> Direction 1:
Set down the passage from the message on CSS text transforms, starting at "To explain why" and ending at "from 'uppercase' and 'lowercase'.".

- From: Håkon Wium Lie <howcome@opera.com>
- Date: Wed, 6 Apr 2011 22:30:36 +0200
- To: www-style@w3.org
In today's telcon I took an action point to suggest wording for an
issue to be added to css3-text:
http://dev.w3.org/csswg/css3-text/
http://www.w3.org/TR/css3-text/
I suggest we add this note:
This draft describes features that are specific to certain scripts.
There is an ongoing discussion about where these features belong: in
existing CSS properties, in new CSS properties, or perhaps in other
specifications.
To explain why this is necessary, and to continue the ongoing
discussion, I will make some remarks about the two new keyword values
on 'text-transform': "fullwidth" and "fullsize-kana". They expose
several issues:
- 'text-transform: fullsize-kana' only applies to one script (Kana),
and (seemingly only) to a certain context (ruby). The scope of
this value is vastly different from 'uppercase' and 'lowercase'.
- it's unclear what UAs that do not support the script in question
should do when encountering these values. While it may be
self-evident that UAs ignore 'fullsize-kana' when they don't
support/display kana, it's not so clear what should happen when
"text-transform: fullwidth" is set. Does 'fullwidth' refer to the
U+FF00-FFEF block? Should a UA look for fullwidth characters in
the font? Or try to synthesize? How wide is a 'full width' when
synthesizing?
http://en.wikipedia.org/wiki/Halfwidth_and_Fullwidth_Forms#In_Unicode
- other languages may have other notions of text-transform. For
example, Wikipedia notes that:
Also similar to case is recent usage in Georgian, where some
authors use isolated letters from the Asomtavruli alphabet
within a text otherwise written in Mkhedruli in a fashion that
is reminiscent of modern usage of letter case in the Latin,
Greek, and Cyrillic alphabets.
http://en.wikipedia.org/wiki/Letter_case
Should we add the "mkhedruli-to-asomtavruli" value? Perhaps. Or
not. Do we discriminate against authors in Georgia if we don't?
Perhaps. Or not. We used to have these discussions for
'list-style-type': what level of use warrants a new keyword value?
Then we discovered that we could add a mechanisms so that authors
could define their own mappings:
http://www.w3.org/TR/2007/WD-css3-gcpm-20070504/#named2
http://dev.w3.org/csswg/css3-lists/#counter-style
- there are plenty of use cases for typographic transforms. For
example, you would want to automatically convert '«' into '"'. Or
"'" into "’". This is another argument for finding a generic
mechanism instead of a keyword-based approach.

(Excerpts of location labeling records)

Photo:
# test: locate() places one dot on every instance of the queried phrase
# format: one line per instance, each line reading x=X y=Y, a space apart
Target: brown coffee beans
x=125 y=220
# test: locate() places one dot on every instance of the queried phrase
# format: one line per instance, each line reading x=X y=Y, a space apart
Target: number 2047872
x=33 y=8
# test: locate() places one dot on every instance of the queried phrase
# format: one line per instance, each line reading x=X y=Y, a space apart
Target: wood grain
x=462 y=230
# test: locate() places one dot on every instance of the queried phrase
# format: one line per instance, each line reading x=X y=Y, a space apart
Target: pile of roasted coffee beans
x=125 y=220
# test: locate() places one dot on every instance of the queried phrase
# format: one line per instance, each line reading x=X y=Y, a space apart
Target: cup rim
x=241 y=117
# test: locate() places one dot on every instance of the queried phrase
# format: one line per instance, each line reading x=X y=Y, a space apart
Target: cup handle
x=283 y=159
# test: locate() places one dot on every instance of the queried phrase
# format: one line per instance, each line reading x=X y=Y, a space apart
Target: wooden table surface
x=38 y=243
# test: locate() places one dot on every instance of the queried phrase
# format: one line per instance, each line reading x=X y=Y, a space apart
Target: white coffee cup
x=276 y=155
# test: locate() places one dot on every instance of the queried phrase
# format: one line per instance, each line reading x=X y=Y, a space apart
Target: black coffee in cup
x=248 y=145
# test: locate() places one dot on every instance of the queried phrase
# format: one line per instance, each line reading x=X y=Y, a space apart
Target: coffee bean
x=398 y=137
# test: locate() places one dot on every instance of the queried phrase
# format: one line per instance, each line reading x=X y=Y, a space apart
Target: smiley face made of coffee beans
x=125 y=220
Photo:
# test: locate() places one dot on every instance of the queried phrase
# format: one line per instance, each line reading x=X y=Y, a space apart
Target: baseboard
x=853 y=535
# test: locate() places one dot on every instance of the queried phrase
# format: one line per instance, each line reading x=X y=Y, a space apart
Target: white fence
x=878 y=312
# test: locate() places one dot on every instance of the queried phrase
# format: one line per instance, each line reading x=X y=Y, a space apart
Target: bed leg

> Direction 2:
Reproduce the records, starting at the beginning and ending at the line that contains "x=462 y=230", including each request, and offset every coordinate in the answers by adding 55 to it.

> Full response 1:
To explain why this is necessary, and to continue the ongoing
discussion, I will make some remarks about the two new keyword values
on 'text-transform': "fullwidth" and "fullsize-kana". They expose
several issues:
- 'text-transform: fullsize-kana' only applies to one script (Kana),
and (seemingly only) to a certain context (ruby). The scope of
this value is vastly different from 'uppercase' and 'lowercase'.

> Full response 2:
Photo:
# test: locate() places one dot on every instance of the queried phrase
# format: one line per instance, each line reading x=X y=Y, a space apart
Target: brown coffee beans
x=180 y=275
# test: locate() places one dot on every instance of the queried phrase
# format: one line per instance, each line reading x=X y=Y, a space apart
Target: number 2047872
x=88 y=63
# test: locate() places one dot on every instance of the queried phrase
# format: one line per instance, each line reading x=X y=Y, a space apart
Target: wood grain
x=517 y=285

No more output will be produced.